Bounding box annotation entries
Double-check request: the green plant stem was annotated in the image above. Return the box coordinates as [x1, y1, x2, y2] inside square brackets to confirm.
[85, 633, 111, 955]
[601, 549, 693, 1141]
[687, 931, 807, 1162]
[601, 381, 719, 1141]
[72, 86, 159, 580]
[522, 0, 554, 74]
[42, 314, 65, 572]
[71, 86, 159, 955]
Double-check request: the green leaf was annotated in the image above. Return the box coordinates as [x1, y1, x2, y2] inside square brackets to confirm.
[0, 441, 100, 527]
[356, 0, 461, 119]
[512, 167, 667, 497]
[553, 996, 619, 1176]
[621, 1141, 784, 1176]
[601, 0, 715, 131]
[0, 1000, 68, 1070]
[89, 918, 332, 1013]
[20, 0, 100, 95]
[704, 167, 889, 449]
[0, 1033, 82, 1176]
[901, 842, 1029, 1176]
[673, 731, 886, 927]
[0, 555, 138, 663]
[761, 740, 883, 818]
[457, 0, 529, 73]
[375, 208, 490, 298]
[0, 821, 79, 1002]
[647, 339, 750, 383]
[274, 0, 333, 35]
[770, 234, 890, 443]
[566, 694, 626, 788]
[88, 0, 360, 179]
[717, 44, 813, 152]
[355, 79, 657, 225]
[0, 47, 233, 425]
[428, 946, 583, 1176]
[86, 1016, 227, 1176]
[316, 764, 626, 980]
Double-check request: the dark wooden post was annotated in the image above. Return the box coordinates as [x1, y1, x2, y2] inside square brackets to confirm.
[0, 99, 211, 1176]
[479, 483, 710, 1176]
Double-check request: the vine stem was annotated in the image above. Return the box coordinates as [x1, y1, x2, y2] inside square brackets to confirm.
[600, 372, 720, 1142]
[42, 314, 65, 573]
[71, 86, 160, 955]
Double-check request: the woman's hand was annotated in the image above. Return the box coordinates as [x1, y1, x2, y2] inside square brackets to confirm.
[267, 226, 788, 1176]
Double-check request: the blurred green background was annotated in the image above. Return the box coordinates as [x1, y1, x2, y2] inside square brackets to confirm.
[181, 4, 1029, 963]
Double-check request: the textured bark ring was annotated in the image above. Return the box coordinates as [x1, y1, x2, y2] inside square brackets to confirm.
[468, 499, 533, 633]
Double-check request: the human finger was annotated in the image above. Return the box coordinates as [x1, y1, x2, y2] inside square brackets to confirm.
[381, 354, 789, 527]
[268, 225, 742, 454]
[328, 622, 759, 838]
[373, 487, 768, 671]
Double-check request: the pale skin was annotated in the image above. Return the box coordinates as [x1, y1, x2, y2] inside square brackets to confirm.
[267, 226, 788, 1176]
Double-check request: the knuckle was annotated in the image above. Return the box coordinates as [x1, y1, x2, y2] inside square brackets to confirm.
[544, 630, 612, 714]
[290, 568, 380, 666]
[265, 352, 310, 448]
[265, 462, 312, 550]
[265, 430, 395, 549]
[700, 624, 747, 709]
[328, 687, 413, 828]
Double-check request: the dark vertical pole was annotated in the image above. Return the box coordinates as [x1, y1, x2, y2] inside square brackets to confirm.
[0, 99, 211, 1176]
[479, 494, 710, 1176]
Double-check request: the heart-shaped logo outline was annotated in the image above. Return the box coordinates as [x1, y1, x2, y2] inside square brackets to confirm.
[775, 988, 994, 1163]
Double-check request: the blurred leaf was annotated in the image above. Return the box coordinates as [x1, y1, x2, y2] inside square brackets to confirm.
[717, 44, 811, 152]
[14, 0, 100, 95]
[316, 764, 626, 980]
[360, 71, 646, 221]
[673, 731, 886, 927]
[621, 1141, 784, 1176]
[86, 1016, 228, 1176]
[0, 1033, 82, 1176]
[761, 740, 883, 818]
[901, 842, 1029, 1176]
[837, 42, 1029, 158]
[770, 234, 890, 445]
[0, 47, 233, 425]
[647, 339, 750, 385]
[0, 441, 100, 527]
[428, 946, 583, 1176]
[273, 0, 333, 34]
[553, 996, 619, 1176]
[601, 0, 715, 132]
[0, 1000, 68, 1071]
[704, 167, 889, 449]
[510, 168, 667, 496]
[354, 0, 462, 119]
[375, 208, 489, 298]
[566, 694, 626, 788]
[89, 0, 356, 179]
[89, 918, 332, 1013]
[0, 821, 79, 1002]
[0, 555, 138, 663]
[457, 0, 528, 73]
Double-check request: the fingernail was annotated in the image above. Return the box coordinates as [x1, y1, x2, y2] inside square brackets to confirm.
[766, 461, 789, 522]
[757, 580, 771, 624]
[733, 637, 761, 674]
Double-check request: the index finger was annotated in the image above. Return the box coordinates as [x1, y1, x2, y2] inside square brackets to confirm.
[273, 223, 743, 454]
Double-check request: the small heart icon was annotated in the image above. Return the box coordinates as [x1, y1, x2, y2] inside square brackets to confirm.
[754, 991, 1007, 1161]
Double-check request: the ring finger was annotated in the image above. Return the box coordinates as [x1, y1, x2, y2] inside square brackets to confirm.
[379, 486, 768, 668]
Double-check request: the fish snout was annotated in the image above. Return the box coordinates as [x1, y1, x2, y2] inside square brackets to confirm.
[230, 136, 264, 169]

---

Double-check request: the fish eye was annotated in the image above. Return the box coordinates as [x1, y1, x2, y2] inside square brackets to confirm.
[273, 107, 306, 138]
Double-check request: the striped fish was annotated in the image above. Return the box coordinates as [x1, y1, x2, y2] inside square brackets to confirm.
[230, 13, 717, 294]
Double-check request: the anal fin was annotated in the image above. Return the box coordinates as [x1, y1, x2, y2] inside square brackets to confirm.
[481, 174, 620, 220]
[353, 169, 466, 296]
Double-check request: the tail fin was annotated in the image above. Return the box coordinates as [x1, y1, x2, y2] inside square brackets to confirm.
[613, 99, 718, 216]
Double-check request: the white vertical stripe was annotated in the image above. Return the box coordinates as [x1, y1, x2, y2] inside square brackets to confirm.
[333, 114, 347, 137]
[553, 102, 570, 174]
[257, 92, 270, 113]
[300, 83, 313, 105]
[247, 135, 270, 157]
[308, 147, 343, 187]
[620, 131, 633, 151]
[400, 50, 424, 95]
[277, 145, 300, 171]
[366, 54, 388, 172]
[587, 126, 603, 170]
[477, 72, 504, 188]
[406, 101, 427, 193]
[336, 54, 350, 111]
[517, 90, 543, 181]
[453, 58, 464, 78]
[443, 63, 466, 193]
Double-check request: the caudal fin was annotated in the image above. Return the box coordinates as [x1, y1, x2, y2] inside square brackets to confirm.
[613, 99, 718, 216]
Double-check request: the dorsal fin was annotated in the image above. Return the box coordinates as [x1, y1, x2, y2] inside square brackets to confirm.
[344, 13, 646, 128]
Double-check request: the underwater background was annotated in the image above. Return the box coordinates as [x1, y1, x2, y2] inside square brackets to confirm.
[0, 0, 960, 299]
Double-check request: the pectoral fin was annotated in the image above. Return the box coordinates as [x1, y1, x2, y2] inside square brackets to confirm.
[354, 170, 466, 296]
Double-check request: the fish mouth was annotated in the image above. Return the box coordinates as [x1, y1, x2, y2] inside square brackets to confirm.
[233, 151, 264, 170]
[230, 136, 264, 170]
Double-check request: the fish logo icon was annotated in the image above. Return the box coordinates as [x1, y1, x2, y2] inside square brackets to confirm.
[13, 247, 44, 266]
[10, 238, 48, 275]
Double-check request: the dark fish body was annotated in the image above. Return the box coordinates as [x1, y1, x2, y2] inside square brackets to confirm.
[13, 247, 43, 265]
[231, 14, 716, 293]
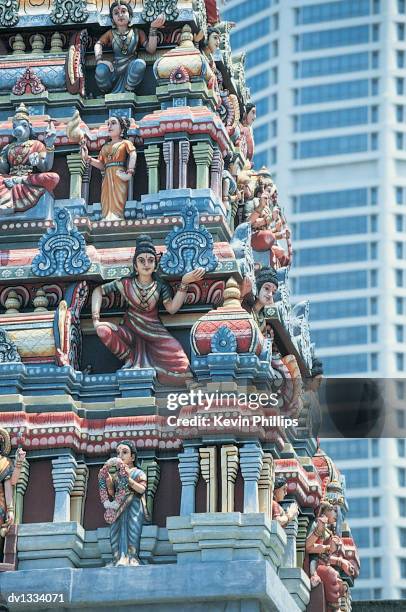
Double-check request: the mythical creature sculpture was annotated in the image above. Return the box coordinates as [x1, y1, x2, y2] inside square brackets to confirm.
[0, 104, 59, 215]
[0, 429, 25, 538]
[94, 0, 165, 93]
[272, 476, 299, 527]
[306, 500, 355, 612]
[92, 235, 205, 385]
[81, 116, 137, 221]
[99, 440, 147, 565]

WHAT THE TASK ASKS> Reproduce everything from the line containing "Double-check request: the dorsal" down to the line containing "[99, 440, 147, 565]", changing "annotated" to "marked" and leaving everything else unchanged. Omit the pictures from your answer.

SOLUTION>
Double-check request: the dorsal fin was marked in the image above. Return the box coordinates as [x1, y1, x2, y2] inside square brackets to confirm.
[344, 13, 646, 128]
Double-check request: the underwater background was marked in the image above. Return the box coordinates as [x1, y1, x2, y2] inside square brackets to confirm.
[0, 0, 960, 299]
Double-check request: the pectoral fin was marked in the image above. Return the box coordinates as [x1, y1, x2, y2] inside square brackets to confirm.
[354, 170, 466, 296]
Double-check request: the fish mouth was marked in the image above. Return the box coordinates as [x1, y1, x2, y2] inside square brackets to confirm.
[233, 151, 264, 170]
[230, 136, 264, 170]
Double-check request: the fish logo icon was marked in the image above. Return the box coordinates as [x1, y1, x2, y2] inside square brackets to confirm.
[13, 247, 44, 266]
[10, 238, 48, 275]
Double-check request: the dark fish body was marked in the image above. Return the box coordinates as [x1, y1, x2, y2] inside square brackets to confirm.
[13, 247, 43, 265]
[231, 14, 716, 293]
Double-check request: the mythical creature sculpture was marked in the image above. Return the box coordinates as [x1, y1, x2, y2] inside square brackets to confirm.
[0, 104, 59, 215]
[0, 429, 25, 538]
[94, 0, 165, 93]
[272, 476, 299, 527]
[306, 500, 355, 612]
[92, 235, 205, 385]
[81, 116, 137, 221]
[99, 440, 147, 565]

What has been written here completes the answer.